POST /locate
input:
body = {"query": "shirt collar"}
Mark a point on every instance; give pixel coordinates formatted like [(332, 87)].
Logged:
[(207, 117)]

● ● ● ● ●

Convert the whole listing above into a Markdown table with the columns Row and Line. Give each non-blank line its own row with a number, and skip blank lines.

Answer in full -
| Row | Line |
|---|---|
| 1 | POST /locate |
| 2 | input: |
| 3 | body = {"query": "shirt collar"} |
| 4 | Mark a point on every instance; give pixel coordinates formatted like [(332, 87)]. |
| 5 | Logged: |
| 6 | [(207, 117)] |